* [PROVIDED TEXT]:
- Opening Delimiter -
Branding esports: the head of Mother Design talks Andbox, Subliners and the Covid-19 impact
Mark Sloan shares insights to the visual identities for these major platforms in the esports sphere, and considers the future of the sector.
- Jenny Brewer
- 30 March 2020
- Reading Time
- 3 minute read
As traditional sports competitions are paused globally, the world of esports could provide an alternative outlet for people’s competitive spirit – and thankfully, its stratospheric rise in the past few years means it’s more than prepared for an influx of players. In New York, esports platform Andbox is the city’s first and largest esports franchise, and fields the city’s flagship teams in the international leagues, as well as hosting tournaments and events, and creating apparel collections in collaboration with designers (such as Public School). One of its teams is the New York Subliners, a professional Call of Duty league team; another is the New York Excelsior (NYXL), a professional Overwatch team. New York’s Mother Design branded all three, Andbox and its teams. Having carved itself a niche in the esports branding market, the studio’s head of design Mark Sloan has some insights to share – starting with how the current crisis might impact the sector.
“Given how Covid-19 has affected traditional sports, some people might soon get into esports who otherwise wouldn’t have,” he says. “During this crazy time we need to connect with others in a meaningful way, and I believe esports have great potential to help foster that connection in today's state of physical isolation.
“From a branding standpoint, an expanding esports universe can only mean more types of creative expression. I’m excited to see what happens when more companies and brands turn their focus to competing there.”
For Andbox, Mother Design was approached to build a new brand that would be “synonymous with esports in New York”. The studio came up with the name, a play on the word ‘sandbox’ which gamers will know refers to an open-world environment that allows players to roam freely and explore, as opposed to being guided through a pre-determined narrative. The name Andbox therefore nods to the platform’s range of disciplines, while the branding similarly needed to be flexible to those offerings, used on kit and other apparel, events (online and in video) and on print promo material. “The design system draws equal inspiration from gaming as it does from NYC,” Mark says. “It’s based on a square grid, which allows for expression and experimentation within a framework. We used the square grid to build type, a suite of logos, and an extensive motion library which will serve as the base for all future efforts. Most exciting for us is seeing how the system evolves, adapts, and grows as time marches on.”
- Closing Delimiter -
* [WORK ITEM A]: In the esports branding article, what word is the name Andbox a play on?
* [WORK ITEM B]: Turn the paragraph of the esports branding article that begins "For Andbox, Mother Design was approached" into a short bulleted list that keeps its main facts.
* [WORK ITEM C]: Write the next few paragraphs of the esports branding article, picking up after its last sentence.
The data after this article isn't needed for anything here.

* [Image point grounding data]:
- Opening Delimiter -
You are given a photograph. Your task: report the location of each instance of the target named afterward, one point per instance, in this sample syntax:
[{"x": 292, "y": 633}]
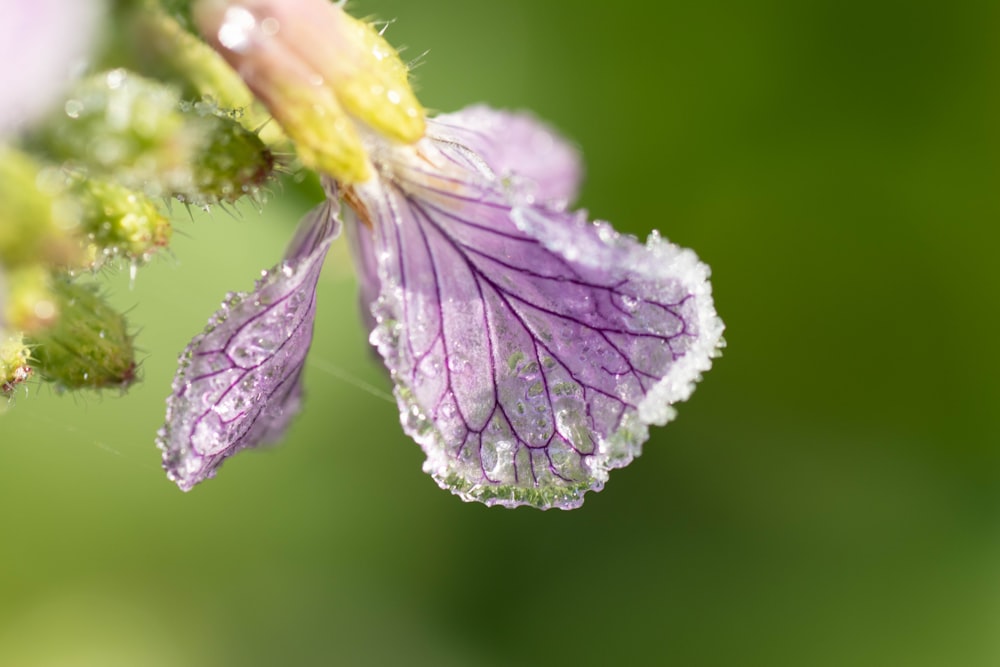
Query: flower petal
[
  {"x": 530, "y": 348},
  {"x": 516, "y": 146},
  {"x": 239, "y": 382}
]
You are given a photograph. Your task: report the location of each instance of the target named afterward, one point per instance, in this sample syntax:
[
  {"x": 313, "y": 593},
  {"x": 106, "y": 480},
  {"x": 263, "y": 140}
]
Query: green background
[{"x": 829, "y": 496}]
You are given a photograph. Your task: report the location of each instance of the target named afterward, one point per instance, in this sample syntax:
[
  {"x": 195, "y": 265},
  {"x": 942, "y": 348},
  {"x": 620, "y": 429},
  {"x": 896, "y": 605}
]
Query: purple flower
[
  {"x": 530, "y": 349},
  {"x": 239, "y": 382}
]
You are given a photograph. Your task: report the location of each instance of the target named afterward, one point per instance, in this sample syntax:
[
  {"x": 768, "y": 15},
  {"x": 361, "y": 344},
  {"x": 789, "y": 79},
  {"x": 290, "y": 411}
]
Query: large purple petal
[
  {"x": 530, "y": 348},
  {"x": 518, "y": 148},
  {"x": 239, "y": 382}
]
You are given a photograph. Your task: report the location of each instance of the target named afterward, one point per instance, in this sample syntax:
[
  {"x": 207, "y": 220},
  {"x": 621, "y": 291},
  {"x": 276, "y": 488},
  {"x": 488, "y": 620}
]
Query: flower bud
[
  {"x": 318, "y": 71},
  {"x": 137, "y": 132},
  {"x": 118, "y": 222},
  {"x": 166, "y": 51},
  {"x": 31, "y": 305},
  {"x": 89, "y": 346},
  {"x": 34, "y": 225},
  {"x": 14, "y": 368}
]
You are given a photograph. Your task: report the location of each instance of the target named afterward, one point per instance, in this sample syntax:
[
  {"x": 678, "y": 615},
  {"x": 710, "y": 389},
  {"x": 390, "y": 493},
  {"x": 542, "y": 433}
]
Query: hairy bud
[{"x": 89, "y": 347}]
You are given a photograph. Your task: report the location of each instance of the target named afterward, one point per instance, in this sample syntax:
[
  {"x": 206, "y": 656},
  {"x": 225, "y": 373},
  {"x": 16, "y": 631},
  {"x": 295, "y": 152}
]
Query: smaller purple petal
[
  {"x": 521, "y": 150},
  {"x": 239, "y": 382}
]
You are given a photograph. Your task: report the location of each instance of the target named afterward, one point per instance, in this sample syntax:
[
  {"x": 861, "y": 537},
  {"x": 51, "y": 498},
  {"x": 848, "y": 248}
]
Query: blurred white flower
[{"x": 43, "y": 43}]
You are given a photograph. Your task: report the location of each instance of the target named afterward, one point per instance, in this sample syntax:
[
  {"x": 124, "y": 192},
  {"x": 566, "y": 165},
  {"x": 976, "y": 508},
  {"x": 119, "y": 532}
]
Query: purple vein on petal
[
  {"x": 530, "y": 348},
  {"x": 239, "y": 382}
]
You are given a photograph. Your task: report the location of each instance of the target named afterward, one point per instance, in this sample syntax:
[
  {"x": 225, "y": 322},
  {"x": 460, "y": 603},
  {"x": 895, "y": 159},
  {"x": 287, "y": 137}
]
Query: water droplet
[{"x": 74, "y": 108}]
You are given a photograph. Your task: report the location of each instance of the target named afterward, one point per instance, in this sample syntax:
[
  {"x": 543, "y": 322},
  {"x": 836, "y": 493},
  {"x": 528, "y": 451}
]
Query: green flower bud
[
  {"x": 31, "y": 305},
  {"x": 14, "y": 368},
  {"x": 89, "y": 346},
  {"x": 136, "y": 131},
  {"x": 35, "y": 224},
  {"x": 327, "y": 78},
  {"x": 118, "y": 222}
]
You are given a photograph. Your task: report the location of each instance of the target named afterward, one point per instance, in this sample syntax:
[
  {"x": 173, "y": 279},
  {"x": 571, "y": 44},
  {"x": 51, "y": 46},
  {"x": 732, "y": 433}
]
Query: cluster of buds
[{"x": 101, "y": 143}]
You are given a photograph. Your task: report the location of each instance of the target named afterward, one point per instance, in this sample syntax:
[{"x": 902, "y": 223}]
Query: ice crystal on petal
[
  {"x": 239, "y": 382},
  {"x": 530, "y": 348}
]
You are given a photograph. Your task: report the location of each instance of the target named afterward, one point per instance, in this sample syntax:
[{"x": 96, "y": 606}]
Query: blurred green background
[{"x": 829, "y": 496}]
- Closing Delimiter -
* [FINAL ANSWER A]: The word "sandbox."

* [FINAL ANSWER B]:
- Mother Design was asked to build a new brand that would be "synonymous with esports in New York."
- The studio came up with the name Andbox, a play on "sandbox." In gaming, a sandbox is an open-world setting where players roam and explore freely rather than follow a set story.
- The name points to the platform's range of disciplines.
- The branding had to be flexible enough for kit and other apparel, events (online and in video) and print promo material.
- According to Mark Sloan, the design system draws equally on gaming and NYC.
- It is based on a square grid, which allows expression and experimentation within a framework.
- The grid was used to build type, a suite of logos and an extensive motion library that will be the base for all future work.
- The studio is most excited to see the system evolve, adapt and grow over time.

* [FINAL ANSWER C]:
The Subliners were also named by Mark and his team, an invented terminology that refers to subversion and New York’s underground. “Call of Duty is quite a high-pressure, fast-paced game with a vocal fan base, so we knew the name had to fit in that world.” The identity was inspired by WW1 dazzle camouflage, which used bold, contrasting colours and shapes to disorient the opponent. The logo is both a crosshair and a moving target, “a weapon and a provocation,” Mark says, while the typography is an urban interpretation of lettering found in war zones and construction zones. “We wanted to create something aggressive, but which retained a spiritual link to the identities of Andbox and NYXL.”
So what is the major difference between branding esports, compared with a traditional sports team? “I think drawing too many parallels between esports and traditional sports is a missed opportunity to do something exciting,” Mark says. “One major difference has been the ambition of our clients to do something truly exciting. They’ve been great at acknowledging the outdated formulas being used in their space, and receptive to proposals which feel unfamiliar at first.”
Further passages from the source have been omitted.